> **DATA PROVIDED**:
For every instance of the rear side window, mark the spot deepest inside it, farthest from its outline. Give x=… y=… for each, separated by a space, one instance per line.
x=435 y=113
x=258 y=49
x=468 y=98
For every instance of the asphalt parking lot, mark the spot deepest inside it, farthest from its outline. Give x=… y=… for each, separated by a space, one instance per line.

> **PROBLEM**:
Write out every item above word for word, keeping each line in its original order.

> **SOLVED EXERCISE**:
For every instance of the rear side window, mark the spot deepest inside it, farthest from its outline. Give x=… y=… for each, separated by a space, one instance per line.
x=435 y=113
x=258 y=49
x=468 y=98
For every instance of the asphalt parking lot, mark the spot deepest inside it, farthest from its outline. Give x=… y=… for each, separated by a space, one instance per line.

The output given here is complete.